Records from a collection:
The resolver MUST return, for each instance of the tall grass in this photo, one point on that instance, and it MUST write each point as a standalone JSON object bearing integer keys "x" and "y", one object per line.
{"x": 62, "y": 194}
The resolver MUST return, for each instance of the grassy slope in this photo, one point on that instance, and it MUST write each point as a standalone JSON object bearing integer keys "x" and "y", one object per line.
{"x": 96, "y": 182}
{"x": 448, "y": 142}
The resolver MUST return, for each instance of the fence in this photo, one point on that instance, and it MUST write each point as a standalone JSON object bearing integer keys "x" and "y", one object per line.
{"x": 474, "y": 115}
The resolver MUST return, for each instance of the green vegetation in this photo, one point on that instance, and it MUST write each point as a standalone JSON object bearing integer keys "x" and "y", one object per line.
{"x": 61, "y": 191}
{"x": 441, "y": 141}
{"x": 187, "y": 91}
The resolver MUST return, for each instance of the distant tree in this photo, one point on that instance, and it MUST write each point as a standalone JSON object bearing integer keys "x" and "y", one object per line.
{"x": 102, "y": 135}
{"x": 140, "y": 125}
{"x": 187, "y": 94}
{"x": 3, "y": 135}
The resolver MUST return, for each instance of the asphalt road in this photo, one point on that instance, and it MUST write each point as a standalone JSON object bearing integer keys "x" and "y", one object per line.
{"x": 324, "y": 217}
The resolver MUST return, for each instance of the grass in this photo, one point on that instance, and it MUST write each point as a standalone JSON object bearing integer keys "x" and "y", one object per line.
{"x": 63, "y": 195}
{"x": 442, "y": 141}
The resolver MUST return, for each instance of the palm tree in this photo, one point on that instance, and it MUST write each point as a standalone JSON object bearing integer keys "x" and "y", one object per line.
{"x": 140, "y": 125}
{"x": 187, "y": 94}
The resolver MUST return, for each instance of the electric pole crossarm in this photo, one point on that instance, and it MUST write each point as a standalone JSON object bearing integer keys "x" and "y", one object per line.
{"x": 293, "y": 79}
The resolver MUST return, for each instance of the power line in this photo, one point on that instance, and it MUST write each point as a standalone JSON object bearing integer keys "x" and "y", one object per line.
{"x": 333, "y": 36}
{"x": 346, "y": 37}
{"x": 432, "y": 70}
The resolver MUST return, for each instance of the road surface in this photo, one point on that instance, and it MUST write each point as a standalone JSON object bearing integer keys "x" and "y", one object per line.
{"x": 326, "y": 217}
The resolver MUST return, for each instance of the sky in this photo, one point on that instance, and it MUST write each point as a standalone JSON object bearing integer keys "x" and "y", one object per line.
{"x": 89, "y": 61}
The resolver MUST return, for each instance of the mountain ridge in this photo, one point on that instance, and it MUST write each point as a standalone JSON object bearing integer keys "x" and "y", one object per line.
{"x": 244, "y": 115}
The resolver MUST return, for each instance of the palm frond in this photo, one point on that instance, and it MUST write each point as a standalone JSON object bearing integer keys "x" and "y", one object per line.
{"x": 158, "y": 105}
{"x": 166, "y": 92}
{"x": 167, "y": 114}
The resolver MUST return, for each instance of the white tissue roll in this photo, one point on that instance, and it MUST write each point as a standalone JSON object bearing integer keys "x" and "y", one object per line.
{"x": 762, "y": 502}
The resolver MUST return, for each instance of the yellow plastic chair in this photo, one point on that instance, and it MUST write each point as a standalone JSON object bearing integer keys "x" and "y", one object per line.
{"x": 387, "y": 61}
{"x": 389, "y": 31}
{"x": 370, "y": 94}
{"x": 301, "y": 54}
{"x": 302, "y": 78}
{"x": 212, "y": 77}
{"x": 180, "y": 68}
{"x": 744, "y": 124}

▶ _Exercise objective_
Whatever the entries say, repeat all of them exactly.

▶ _Result of this exercise_
The resolver MUST return, for each instance of the tall grass in this photo, one point on that instance, and it MUST write each point as a standalone JSON object bearing integer keys "x" and "y", one object per line.
{"x": 62, "y": 194}
The resolver MUST return, for each instance of the grassy slope in this photo, one point on that instance, and it MUST write each point as a standalone JSON object bearing integer keys "x" and "y", one object per line.
{"x": 96, "y": 182}
{"x": 448, "y": 142}
The resolver MUST return, for each instance of the fence in this photo, one point on that instance, and it MUST write each point as a standalone JSON object bearing integer keys "x" and "y", one object per line.
{"x": 474, "y": 115}
The resolver MUST return, for each instance of the green vegetation in this photo, one point on that instance, and it MUST write each point as a standalone JSON object bearing integer keys "x" and "y", one object per line.
{"x": 61, "y": 191}
{"x": 441, "y": 141}
{"x": 187, "y": 91}
The resolver MUST return, for each instance of the distant tree in this photo, one point on that instance, and it MUST write each point as a standalone JSON object bearing integer keys "x" and "y", one object per line.
{"x": 102, "y": 135}
{"x": 140, "y": 125}
{"x": 187, "y": 94}
{"x": 3, "y": 135}
The resolver MUST return, for each instance of the asphalt road in this photo, one point on that instance, and it MUST write each point as a standalone JSON object bearing integer keys "x" and "y", one object per line.
{"x": 324, "y": 217}
The resolver MUST return, for each instance of the grass in this photo, one point on that instance, and it MUST write each point as a standalone JSON object bearing integer keys "x" and "y", one object per line.
{"x": 63, "y": 195}
{"x": 442, "y": 141}
The resolver MUST return, for each instance of the palm tree in this photo, one point on that instance, and it MUST write each point as a standalone JSON object bearing integer keys "x" and "y", one object per line.
{"x": 140, "y": 125}
{"x": 187, "y": 94}
The resolver MUST return, for each instance of the electric pole crossarm in this photo, one point on that instance, and it MUST write each point as a standalone JSON object bearing integer keys "x" and "y", one object per line.
{"x": 293, "y": 79}
The resolver MUST return, for each instance of the power line in this photo, one point on that instance, and it MUST write each point as a standalone JSON object bearing integer keys "x" and "y", one object per line.
{"x": 333, "y": 36}
{"x": 346, "y": 37}
{"x": 432, "y": 70}
The resolver MUST return, for each instance of the road surface in this photo, one point on that instance, and it MUST write each point as a standalone JSON object bearing integer keys "x" and "y", one object per line.
{"x": 326, "y": 217}
The resolver MUST return, for each instance of the sky in this photo, one point on that instance, and it MUST write each point as a standalone JSON object bearing integer keys "x" and "y", one object per line.
{"x": 89, "y": 61}
The resolver MUST return, for each instance of the mountain ridge in this photo, one point on that instance, and it MUST write each point as a standalone JSON object bearing integer keys "x" and "y", one object per line.
{"x": 244, "y": 115}
The resolver MUST return, for each instance of the palm frond in this photo, one point on that instance, and it MUST write each point as a standalone JSON object bearing integer keys "x" and "y", one object per line.
{"x": 158, "y": 105}
{"x": 166, "y": 92}
{"x": 167, "y": 114}
The resolver MUST return, for each instance of the white tissue roll in this photo, one point on that instance, and it MUST write each point as a standalone JSON object bearing integer keys "x" and "y", one object per line.
{"x": 762, "y": 502}
The resolver MUST return, for each instance of the yellow plastic chair in this photo, one point on that instance, and it MUST write each point as a standalone JSON object bearing integer keys "x" and "y", one object per line.
{"x": 387, "y": 61}
{"x": 389, "y": 31}
{"x": 370, "y": 94}
{"x": 301, "y": 54}
{"x": 302, "y": 78}
{"x": 212, "y": 77}
{"x": 180, "y": 68}
{"x": 744, "y": 124}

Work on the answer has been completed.